§ **Given exercise**: Copy out the following lines word for word, covering every record.

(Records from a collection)
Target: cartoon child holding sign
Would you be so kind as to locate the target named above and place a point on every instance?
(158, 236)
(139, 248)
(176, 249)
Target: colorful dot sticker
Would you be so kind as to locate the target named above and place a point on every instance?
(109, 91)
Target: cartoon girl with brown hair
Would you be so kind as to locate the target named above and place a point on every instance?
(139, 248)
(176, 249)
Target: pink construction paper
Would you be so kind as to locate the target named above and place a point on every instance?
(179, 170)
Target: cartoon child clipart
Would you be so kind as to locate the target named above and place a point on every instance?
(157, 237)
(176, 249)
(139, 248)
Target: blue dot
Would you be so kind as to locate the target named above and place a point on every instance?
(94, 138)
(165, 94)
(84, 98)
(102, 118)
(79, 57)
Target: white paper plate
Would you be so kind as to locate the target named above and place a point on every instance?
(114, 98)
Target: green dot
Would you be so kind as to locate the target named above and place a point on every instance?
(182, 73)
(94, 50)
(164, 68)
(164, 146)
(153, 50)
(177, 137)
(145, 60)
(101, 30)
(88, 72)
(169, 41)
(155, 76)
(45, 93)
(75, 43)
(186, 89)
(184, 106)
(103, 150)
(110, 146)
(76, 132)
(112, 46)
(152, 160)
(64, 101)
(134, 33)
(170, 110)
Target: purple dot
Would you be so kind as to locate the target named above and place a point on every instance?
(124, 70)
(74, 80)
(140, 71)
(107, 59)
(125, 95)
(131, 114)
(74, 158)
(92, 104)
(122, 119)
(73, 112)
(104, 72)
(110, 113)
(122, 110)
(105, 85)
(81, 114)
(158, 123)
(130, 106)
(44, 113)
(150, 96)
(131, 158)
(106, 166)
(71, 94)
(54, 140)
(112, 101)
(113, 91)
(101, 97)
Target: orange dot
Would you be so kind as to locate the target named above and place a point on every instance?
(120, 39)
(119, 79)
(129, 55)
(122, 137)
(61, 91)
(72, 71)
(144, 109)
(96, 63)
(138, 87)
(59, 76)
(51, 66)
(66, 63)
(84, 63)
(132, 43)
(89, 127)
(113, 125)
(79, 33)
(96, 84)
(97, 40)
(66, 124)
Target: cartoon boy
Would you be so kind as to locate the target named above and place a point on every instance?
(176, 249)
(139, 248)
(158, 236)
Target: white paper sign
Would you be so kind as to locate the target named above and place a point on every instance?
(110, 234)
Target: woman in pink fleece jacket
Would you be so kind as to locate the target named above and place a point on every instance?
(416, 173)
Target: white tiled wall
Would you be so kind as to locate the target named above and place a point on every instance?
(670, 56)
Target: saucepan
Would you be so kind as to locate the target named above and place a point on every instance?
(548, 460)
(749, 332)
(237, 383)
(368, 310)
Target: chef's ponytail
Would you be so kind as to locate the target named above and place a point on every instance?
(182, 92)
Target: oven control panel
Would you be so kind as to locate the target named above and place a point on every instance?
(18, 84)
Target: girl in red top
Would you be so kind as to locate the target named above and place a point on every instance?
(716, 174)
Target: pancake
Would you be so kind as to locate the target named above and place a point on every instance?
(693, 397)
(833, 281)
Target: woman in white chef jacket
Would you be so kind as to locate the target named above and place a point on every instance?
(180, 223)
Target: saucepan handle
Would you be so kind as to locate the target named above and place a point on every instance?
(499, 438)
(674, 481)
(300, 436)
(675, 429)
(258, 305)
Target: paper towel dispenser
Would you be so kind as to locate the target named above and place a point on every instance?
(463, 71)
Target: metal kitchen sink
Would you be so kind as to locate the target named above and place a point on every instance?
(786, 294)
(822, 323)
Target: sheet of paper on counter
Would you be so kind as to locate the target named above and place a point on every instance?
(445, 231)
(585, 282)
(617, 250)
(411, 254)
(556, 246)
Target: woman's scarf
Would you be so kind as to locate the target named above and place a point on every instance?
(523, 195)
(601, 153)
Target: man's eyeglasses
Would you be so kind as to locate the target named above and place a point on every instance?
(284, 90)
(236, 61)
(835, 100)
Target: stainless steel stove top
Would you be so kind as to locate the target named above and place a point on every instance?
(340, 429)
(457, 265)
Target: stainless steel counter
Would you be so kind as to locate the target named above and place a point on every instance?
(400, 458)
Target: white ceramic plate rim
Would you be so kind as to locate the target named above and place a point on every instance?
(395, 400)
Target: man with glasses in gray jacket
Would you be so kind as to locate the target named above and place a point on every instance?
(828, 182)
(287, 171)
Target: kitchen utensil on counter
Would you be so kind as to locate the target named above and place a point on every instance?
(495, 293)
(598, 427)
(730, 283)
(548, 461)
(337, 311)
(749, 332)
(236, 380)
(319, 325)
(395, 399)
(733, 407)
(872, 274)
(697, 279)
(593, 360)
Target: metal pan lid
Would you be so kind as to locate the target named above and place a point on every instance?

§ **Output**:
Target: cartoon child holding sign
Would you be so kind as to locate the target named above and place a point on every instance?
(158, 236)
(139, 248)
(176, 249)
Target: colorful dot sticker
Would you be so kind as to locate the target named above and place a point on every instance?
(109, 91)
Target: cartoon girl with brown hair
Would you be so kind as to locate the target named above and place a point on every instance?
(139, 248)
(176, 249)
Target: pink construction paper
Would you be so kind as to locate the target named above and place a point on every instance?
(179, 170)
Target: cartoon child clipart
Would you be so kind as to locate the target named above and place a point on every instance?
(157, 237)
(176, 249)
(139, 248)
Target: blue dot
Would you be so kind as to locate the target named above and place a point on every instance?
(94, 138)
(165, 94)
(84, 98)
(102, 118)
(79, 57)
Target: white paper plate
Would you be so kind as to locate the target named above and place a point on every instance?
(114, 98)
Target: green dot
Would you be so kind as to locate the target named above and place a point on every instance?
(182, 73)
(94, 50)
(164, 68)
(164, 146)
(153, 50)
(177, 137)
(145, 60)
(101, 30)
(88, 72)
(169, 41)
(155, 76)
(45, 93)
(75, 43)
(186, 89)
(184, 106)
(103, 150)
(110, 146)
(76, 132)
(112, 46)
(152, 160)
(64, 101)
(134, 33)
(170, 110)
Target: purple dot
Would you be so kind as to locate the target named above and place a point on every instance?
(124, 70)
(74, 80)
(140, 71)
(107, 59)
(125, 95)
(131, 114)
(74, 158)
(92, 104)
(122, 119)
(73, 112)
(104, 72)
(110, 113)
(122, 110)
(105, 85)
(81, 114)
(158, 123)
(130, 106)
(44, 113)
(150, 96)
(131, 158)
(106, 166)
(71, 94)
(54, 140)
(112, 101)
(113, 91)
(101, 97)
Target: orange dot
Would you be so kind as to locate the target named above and place a point on every instance?
(120, 39)
(119, 79)
(129, 55)
(122, 137)
(61, 91)
(72, 71)
(144, 109)
(96, 63)
(138, 87)
(59, 76)
(51, 66)
(66, 63)
(84, 63)
(132, 43)
(89, 127)
(113, 125)
(79, 33)
(96, 84)
(97, 40)
(66, 124)
Target: cartoon boy
Would you be so kind as to locate the target named above and place a point on every instance?
(176, 249)
(139, 248)
(158, 236)
Target: white paper sign
Would you be so kind as to locate the target named above and place a point on every instance?
(110, 234)
Target: woman in pink fleece jacket
Would you be so kind as to locate the target named above and place a point on every instance?
(416, 173)
Target: white tiled wall
Would you be so kind as to locate the target named above and place a point on every instance?
(670, 56)
Target: saucepan
Would you be so kind as to locate the target named above and place a point on every instance?
(548, 460)
(749, 332)
(237, 383)
(368, 310)
Target: chef's ponytail
Would you be so kind as to locate the target named above and place a point on every instance?
(182, 92)
Target: oven control panel
Would you be so kind as to locate the target named above and place a point on every instance?
(18, 84)
Target: girl in red top
Would you be so kind as to locate the target named above and place a point on every instance?
(716, 174)
Target: pancake
Would you be so kind as to locate the target named above and place a point on every instance?
(693, 397)
(833, 281)
Target: woman in white chef jacket
Would you be so kind as to locate the target named above and place a point on every instance?
(180, 223)
Target: saucepan handle
Would you be so kind as to locate the target named above and place a point on every instance?
(499, 438)
(674, 481)
(300, 436)
(675, 429)
(258, 305)
Target: paper towel dispenser
Would you be so kind as to locate the target named above and place a point on every instance?
(463, 71)
Target: metal kitchen sink
Would you be so kind as to locate the target named above and place a point on every instance?
(786, 294)
(822, 323)
Target: sheet of paper on counter
Would you be so kind as to locate the target named above and place a point on every instance?
(445, 231)
(585, 282)
(617, 250)
(411, 254)
(556, 246)
Target: woman's scarf
Would you be so kind as to locate the target named above and place a point on every instance?
(523, 195)
(601, 153)
Target: man's eyeglasses
Would you be so kind as to locate the target named above and place a point on every instance?
(284, 90)
(236, 61)
(835, 100)
Target: stainless steel stove top
Would you be so kind as to locate the target named above and place a point on every instance?
(340, 429)
(457, 265)
Target: stainless steel counter
Would you be so kind as to locate the target named above and place a point on every instance?
(400, 458)
Target: white ceramic plate rim
Would you be so kind as to locate the target named above and place a point on every instance?
(395, 400)
Target: man with glasses in gray jacket
Would you be so kind as to locate the target named above and place a point on every instance?
(828, 182)
(287, 171)
Target: kitchen utensil on counter
Would you be so kind as to locate the target named above and place a point on every instance?
(495, 293)
(598, 427)
(730, 283)
(548, 461)
(337, 311)
(749, 332)
(236, 380)
(319, 325)
(395, 399)
(733, 407)
(872, 274)
(697, 279)
(593, 360)
Target: metal pan lid
Would you be so kind as to locate the target named above and place a point on every instance?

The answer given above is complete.